- **The problem**: Please retype the records below, starting with the line that contains "of the bed." and going on through the line that contains "[[260, 296]]", both of those lines included.

- **Provided records**:

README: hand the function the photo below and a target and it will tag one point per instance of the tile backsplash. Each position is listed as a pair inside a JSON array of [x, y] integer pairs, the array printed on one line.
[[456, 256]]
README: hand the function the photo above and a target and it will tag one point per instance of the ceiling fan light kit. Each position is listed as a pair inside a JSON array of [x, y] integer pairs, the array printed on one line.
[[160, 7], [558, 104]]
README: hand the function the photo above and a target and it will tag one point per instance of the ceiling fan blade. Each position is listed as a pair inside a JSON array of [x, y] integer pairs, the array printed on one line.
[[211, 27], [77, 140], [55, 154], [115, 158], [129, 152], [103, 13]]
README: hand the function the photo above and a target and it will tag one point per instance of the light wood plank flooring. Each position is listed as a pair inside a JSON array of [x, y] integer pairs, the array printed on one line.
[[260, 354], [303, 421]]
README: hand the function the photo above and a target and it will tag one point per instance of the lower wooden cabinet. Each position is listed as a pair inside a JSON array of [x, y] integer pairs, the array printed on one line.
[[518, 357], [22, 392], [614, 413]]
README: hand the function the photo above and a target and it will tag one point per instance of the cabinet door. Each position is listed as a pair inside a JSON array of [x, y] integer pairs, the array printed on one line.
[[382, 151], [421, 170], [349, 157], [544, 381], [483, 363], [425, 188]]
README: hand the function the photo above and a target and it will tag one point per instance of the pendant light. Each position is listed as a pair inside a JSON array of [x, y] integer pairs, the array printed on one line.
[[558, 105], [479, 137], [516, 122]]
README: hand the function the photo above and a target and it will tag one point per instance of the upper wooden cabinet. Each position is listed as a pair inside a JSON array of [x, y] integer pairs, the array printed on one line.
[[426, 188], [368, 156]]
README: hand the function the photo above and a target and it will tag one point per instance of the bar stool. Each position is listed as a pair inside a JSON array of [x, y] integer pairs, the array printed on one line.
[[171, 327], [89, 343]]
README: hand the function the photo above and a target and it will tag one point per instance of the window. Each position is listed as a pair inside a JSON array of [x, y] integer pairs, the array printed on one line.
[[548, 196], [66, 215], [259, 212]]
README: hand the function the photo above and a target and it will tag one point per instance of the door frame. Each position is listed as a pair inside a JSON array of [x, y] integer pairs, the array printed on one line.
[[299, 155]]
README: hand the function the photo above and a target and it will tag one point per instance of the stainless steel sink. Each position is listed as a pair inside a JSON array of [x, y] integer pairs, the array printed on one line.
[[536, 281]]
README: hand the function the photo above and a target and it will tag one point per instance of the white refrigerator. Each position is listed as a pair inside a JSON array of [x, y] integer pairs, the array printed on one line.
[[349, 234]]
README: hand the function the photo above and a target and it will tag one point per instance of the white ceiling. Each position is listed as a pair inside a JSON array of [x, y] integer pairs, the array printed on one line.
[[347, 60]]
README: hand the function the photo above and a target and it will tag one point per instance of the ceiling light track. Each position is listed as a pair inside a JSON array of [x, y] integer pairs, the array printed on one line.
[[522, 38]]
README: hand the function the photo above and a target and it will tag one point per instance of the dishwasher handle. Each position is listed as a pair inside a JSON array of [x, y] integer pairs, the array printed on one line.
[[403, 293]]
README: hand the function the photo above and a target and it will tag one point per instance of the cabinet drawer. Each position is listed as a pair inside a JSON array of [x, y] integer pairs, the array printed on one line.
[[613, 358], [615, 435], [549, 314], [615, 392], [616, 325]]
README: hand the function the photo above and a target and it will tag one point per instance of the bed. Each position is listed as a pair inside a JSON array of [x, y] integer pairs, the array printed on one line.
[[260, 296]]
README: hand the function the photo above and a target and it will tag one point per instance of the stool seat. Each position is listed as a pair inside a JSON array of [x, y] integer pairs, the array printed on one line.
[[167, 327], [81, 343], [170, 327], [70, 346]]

- **Solution to the exercise**:
README: hand the function the photo above and a target and it will tag one point per instance of the bed. Each position is listed as a pair inside a JSON array of [x, y] integer pairs, the array printed on one line.
[[260, 296]]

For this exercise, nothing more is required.